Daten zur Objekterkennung
.....

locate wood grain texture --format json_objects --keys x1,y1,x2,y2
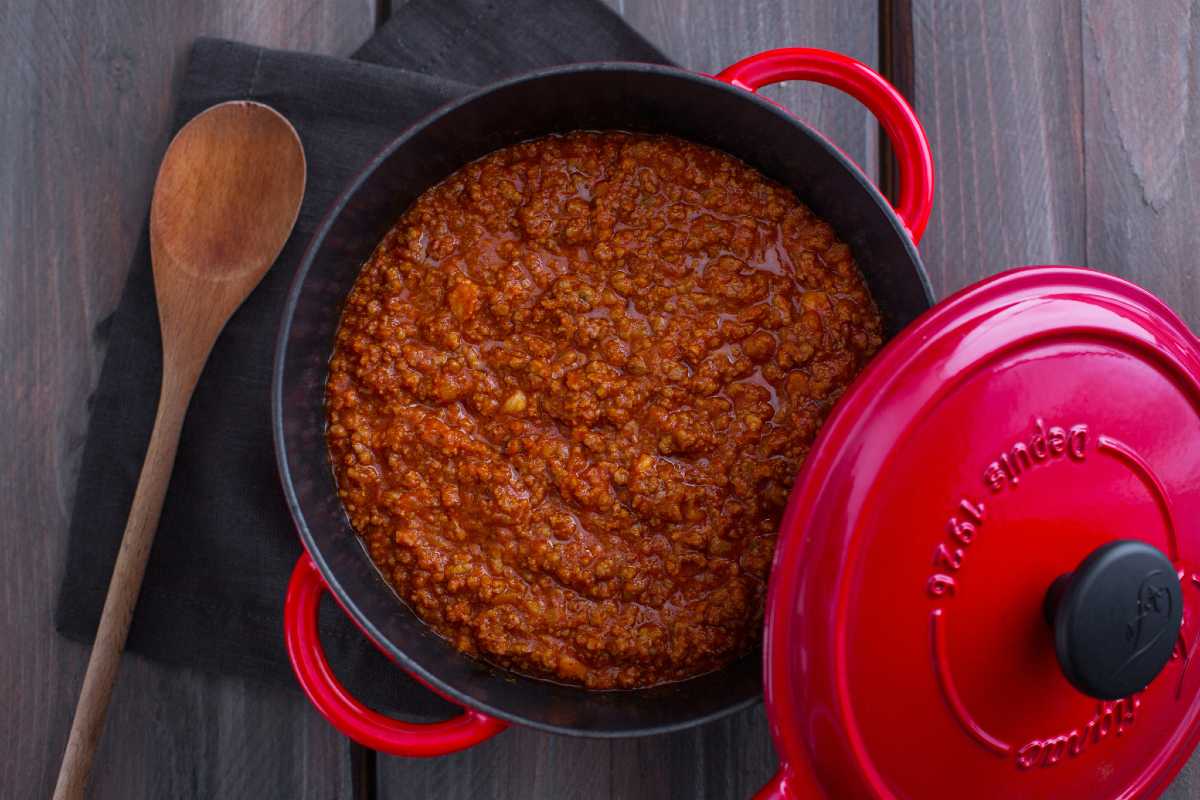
[
  {"x1": 912, "y1": 0, "x2": 1086, "y2": 295},
  {"x1": 0, "y1": 0, "x2": 374, "y2": 799},
  {"x1": 54, "y1": 101, "x2": 307, "y2": 800},
  {"x1": 377, "y1": 0, "x2": 878, "y2": 800},
  {"x1": 1081, "y1": 0, "x2": 1200, "y2": 326},
  {"x1": 1080, "y1": 0, "x2": 1200, "y2": 800},
  {"x1": 911, "y1": 0, "x2": 1200, "y2": 800}
]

.....

• **Zu erstellen**
Welche Zeilen der Daten zur Objekterkennung oben enthalten die Zeichenfolge „grain“? Liste jede davon auf und beachte dabei die Groß- und Kleinschreibung.

• **Vollständige Antwort**
locate wood grain texture --format json_objects --keys x1,y1,x2,y2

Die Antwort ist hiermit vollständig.